**Objective**
Could you convert the data below into a numbered list, leaving out blank lines? Begin at the line that contains "Can you see the residential" and stop after the line that contains "[[116, 232], [238, 238], [16, 237]]".

<<<<

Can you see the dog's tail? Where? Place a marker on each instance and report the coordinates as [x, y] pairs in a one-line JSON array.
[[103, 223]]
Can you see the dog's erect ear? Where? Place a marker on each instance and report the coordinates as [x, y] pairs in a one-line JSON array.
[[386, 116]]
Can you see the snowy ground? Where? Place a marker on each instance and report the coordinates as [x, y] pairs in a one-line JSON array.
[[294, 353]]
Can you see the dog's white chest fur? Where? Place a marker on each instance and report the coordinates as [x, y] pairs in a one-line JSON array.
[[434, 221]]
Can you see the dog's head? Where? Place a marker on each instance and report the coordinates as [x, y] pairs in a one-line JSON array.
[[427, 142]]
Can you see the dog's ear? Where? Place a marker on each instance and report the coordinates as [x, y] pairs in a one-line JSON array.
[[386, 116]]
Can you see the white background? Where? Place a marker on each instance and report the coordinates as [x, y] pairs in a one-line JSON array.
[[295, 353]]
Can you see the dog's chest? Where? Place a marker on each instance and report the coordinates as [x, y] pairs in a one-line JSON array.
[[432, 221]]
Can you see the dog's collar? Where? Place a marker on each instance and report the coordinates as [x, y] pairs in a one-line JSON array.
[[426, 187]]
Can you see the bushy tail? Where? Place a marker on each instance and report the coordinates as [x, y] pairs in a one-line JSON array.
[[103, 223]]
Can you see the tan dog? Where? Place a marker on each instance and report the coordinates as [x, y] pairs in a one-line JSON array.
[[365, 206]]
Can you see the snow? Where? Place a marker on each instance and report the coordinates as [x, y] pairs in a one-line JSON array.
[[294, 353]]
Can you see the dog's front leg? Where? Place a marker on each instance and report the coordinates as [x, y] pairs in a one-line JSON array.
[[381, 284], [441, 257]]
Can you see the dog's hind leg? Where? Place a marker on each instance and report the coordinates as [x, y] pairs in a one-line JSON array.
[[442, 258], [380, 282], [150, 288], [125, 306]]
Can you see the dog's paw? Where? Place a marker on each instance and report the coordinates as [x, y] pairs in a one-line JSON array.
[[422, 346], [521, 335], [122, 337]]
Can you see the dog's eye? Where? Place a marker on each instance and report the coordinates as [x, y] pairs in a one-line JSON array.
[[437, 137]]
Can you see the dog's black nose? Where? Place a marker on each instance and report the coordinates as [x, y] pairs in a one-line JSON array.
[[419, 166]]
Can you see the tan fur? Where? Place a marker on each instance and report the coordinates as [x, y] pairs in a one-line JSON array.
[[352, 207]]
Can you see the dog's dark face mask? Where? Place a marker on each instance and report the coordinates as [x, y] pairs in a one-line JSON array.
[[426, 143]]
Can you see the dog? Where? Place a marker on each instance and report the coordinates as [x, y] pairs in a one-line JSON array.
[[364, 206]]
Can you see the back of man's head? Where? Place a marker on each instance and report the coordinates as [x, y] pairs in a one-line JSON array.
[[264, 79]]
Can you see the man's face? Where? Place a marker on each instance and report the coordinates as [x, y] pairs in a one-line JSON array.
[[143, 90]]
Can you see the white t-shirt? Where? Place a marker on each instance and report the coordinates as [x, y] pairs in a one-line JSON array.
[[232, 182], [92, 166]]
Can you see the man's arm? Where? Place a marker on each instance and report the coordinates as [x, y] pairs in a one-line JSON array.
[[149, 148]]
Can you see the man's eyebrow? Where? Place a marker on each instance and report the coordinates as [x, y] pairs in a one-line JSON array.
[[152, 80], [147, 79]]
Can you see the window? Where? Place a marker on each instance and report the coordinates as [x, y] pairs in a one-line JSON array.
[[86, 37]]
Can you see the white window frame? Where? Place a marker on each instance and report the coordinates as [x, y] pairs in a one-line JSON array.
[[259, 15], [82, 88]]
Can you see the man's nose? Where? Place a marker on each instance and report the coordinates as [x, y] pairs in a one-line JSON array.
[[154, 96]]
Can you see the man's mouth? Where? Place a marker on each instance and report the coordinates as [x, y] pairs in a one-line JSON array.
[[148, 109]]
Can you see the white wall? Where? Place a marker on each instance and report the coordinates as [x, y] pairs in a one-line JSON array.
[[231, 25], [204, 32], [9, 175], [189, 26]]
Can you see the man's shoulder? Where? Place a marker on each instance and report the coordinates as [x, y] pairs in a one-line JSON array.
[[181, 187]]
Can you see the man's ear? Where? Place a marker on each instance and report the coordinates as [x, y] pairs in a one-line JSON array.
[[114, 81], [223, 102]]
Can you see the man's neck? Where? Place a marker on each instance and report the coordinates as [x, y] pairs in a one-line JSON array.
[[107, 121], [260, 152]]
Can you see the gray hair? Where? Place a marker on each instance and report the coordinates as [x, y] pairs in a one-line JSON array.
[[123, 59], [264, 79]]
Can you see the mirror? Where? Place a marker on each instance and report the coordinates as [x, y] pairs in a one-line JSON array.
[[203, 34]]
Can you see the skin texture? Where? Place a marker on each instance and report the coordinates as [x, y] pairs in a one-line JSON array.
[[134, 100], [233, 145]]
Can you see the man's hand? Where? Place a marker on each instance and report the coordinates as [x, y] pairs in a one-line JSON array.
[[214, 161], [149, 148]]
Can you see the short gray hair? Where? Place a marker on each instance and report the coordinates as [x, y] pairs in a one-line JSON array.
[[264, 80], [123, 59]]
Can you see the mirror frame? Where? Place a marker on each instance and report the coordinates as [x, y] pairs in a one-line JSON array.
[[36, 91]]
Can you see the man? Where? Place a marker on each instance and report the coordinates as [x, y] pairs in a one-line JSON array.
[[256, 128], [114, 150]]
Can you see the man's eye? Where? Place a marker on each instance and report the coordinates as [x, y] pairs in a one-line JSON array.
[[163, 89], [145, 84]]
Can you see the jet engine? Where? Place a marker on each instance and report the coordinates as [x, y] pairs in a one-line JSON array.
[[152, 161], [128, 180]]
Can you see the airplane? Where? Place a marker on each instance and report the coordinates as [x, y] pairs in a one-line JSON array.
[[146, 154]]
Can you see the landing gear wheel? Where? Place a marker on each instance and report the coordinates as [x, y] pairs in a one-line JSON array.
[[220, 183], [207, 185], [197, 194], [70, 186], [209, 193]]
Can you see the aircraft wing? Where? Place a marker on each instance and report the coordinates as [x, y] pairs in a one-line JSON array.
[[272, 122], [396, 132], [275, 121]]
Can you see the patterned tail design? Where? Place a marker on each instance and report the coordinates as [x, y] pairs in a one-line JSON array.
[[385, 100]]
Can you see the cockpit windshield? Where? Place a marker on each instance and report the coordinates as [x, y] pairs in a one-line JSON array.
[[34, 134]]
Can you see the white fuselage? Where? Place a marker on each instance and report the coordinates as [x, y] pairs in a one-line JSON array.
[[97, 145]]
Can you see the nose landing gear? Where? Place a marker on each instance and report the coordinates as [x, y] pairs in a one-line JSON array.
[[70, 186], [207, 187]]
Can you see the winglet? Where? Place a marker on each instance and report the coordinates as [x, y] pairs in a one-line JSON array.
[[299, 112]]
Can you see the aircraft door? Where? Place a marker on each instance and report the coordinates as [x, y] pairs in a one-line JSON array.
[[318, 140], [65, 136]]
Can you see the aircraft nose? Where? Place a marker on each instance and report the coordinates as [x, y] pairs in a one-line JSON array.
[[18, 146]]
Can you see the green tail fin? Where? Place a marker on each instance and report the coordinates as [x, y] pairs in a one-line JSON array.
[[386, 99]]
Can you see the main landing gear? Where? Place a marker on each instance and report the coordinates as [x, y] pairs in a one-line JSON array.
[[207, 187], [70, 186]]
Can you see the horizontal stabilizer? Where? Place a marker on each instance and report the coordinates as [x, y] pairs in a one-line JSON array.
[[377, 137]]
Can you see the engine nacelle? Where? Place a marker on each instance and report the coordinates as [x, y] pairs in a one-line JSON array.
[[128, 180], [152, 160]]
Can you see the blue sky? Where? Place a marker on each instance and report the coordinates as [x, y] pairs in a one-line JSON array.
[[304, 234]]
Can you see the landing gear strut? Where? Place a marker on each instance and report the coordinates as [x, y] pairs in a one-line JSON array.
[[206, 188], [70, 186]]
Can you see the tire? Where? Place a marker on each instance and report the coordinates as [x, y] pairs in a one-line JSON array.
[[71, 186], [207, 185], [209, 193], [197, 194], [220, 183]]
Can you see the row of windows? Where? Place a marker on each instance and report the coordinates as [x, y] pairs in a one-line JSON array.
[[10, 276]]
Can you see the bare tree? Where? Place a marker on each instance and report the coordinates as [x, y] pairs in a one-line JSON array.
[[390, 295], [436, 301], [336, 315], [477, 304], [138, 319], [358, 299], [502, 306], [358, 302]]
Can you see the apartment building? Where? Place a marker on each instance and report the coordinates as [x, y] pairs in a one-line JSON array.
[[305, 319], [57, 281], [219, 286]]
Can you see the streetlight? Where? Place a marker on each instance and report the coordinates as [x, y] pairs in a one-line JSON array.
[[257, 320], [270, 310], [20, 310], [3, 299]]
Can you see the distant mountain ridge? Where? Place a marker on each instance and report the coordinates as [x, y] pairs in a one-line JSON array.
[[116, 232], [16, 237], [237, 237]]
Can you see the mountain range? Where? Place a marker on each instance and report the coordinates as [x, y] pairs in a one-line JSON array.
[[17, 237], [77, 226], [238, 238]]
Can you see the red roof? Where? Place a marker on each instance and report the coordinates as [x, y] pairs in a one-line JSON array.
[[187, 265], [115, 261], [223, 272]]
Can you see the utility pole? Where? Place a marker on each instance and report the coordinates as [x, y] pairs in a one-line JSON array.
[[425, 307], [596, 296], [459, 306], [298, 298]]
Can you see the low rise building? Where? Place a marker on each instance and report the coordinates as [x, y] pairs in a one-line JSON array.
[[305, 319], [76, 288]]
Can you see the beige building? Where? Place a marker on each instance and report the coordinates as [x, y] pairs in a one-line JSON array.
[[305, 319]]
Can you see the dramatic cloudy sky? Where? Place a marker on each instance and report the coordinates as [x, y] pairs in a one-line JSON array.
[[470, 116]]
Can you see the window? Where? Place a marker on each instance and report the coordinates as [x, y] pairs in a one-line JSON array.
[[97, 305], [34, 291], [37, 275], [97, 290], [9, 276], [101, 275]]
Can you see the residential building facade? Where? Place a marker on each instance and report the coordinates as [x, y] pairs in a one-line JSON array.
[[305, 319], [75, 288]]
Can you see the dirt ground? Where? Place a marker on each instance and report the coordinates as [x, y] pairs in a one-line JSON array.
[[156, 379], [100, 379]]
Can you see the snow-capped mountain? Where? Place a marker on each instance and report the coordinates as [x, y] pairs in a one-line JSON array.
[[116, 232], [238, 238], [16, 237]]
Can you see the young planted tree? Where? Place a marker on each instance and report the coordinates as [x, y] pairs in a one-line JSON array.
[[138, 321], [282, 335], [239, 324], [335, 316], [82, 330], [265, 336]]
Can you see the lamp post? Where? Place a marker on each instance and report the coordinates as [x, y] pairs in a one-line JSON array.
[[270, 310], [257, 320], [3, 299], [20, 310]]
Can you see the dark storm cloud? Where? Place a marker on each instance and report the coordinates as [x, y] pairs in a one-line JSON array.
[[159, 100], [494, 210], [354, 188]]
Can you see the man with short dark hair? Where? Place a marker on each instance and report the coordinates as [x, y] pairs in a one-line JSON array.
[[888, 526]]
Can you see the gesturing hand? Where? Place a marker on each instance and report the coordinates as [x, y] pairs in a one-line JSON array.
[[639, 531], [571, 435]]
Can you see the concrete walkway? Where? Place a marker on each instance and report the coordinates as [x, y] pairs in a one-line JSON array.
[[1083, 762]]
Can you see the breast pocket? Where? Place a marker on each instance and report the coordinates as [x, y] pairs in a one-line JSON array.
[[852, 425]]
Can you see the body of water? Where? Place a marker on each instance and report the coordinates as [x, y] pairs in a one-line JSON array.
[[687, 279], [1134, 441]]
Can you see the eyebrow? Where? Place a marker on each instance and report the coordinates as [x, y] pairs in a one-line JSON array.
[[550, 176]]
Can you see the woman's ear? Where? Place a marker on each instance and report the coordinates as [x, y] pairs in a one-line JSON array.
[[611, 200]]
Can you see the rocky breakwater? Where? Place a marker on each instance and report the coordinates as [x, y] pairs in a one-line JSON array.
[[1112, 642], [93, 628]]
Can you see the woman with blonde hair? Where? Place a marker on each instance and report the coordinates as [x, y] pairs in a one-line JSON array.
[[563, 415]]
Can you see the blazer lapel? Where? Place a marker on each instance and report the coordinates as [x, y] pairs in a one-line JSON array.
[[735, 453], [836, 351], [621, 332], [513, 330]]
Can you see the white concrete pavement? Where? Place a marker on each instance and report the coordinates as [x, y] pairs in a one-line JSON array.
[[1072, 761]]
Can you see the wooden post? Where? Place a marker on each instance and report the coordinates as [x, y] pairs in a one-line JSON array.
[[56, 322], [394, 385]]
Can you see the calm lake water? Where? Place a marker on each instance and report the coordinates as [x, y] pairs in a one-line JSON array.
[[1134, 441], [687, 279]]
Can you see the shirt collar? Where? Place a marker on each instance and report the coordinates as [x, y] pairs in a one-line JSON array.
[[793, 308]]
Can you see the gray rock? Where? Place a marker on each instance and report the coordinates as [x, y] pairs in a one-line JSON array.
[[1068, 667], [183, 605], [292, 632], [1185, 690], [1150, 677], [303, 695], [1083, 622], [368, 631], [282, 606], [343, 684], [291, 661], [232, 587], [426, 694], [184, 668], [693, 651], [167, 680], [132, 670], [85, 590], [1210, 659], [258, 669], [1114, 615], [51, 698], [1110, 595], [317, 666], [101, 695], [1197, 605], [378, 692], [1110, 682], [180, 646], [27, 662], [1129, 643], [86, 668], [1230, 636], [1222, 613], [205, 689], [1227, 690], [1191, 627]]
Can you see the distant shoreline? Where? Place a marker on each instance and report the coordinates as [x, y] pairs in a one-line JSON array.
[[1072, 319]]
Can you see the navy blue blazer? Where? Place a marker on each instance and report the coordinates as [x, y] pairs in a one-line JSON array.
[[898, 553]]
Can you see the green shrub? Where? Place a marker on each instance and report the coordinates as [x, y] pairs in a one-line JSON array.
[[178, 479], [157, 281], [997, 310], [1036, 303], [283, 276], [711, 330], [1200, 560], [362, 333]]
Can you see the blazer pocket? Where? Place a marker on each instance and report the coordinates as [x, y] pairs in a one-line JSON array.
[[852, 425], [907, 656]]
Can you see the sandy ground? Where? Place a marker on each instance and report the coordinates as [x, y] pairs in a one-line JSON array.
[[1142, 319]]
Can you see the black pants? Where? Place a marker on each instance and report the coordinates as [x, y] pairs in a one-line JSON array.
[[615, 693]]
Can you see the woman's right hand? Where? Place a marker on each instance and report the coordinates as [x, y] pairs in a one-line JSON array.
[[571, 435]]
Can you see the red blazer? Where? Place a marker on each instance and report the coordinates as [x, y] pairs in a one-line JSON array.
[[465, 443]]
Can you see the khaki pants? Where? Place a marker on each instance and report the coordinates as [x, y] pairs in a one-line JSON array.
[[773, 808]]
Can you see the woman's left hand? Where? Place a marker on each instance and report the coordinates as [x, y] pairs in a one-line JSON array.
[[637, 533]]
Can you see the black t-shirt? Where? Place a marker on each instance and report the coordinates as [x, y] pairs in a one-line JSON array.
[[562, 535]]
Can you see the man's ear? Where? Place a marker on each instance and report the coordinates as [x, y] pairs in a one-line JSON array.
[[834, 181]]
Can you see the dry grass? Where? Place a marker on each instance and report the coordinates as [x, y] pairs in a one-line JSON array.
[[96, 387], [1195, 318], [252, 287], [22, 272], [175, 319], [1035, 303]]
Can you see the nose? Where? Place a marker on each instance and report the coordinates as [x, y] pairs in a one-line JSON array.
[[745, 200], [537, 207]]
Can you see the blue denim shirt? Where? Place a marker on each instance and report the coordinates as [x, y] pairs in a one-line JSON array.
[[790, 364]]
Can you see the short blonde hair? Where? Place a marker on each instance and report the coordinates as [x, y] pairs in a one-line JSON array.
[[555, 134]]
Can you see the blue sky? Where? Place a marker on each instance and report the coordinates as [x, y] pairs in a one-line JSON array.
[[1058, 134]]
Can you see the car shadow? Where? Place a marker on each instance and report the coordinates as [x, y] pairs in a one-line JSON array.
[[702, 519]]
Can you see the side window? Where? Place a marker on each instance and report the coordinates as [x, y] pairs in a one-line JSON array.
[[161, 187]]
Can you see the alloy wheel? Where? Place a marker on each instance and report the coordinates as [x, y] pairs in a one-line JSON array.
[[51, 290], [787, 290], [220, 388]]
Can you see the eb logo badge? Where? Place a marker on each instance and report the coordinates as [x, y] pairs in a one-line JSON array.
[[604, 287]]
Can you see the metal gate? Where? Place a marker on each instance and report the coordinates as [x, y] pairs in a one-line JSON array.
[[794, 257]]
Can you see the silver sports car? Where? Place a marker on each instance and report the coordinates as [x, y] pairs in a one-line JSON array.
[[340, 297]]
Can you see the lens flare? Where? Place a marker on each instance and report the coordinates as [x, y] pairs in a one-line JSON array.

>>>>

**Completed task**
1. Can you see the residential building facade? Where? Place a marker on each instance and report the coordinates as [x, y] pairs in a one-line JSON array.
2. [[305, 319], [75, 288]]
3. Can you see the dirt ground? Where? Place a marker on each instance and report the coordinates as [x, y] pairs in a one-line JSON array.
4. [[156, 379], [100, 379]]
5. Can you see the snow-capped mountain? Where? Place a marker on each instance and report the coordinates as [x, y] pairs in a one-line JSON array.
6. [[116, 232], [238, 238], [16, 237]]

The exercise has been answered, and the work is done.